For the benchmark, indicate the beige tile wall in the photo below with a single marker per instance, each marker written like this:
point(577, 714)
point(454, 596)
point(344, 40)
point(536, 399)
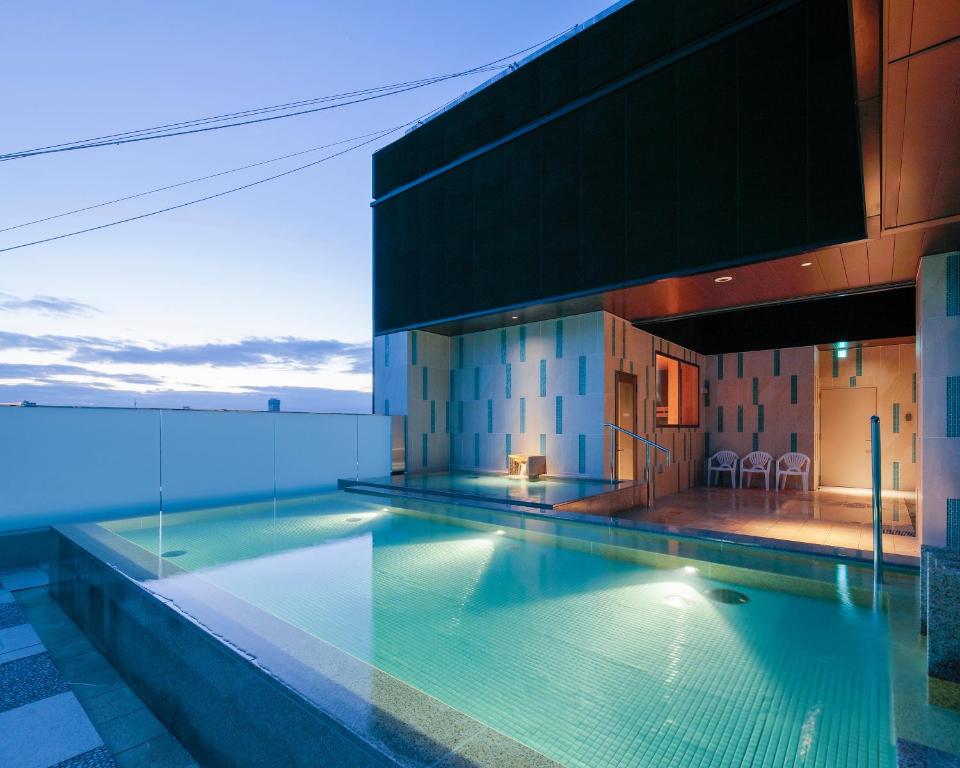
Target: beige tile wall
point(891, 370)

**Aim:**
Reproduce the records above word for word, leaving out the pictures.

**The response:**
For the benchmark, indicate the beige tile wall in the photo below with a single marker per instance, each marker written like this:
point(577, 714)
point(454, 596)
point(344, 40)
point(536, 399)
Target: beige tile wall
point(891, 370)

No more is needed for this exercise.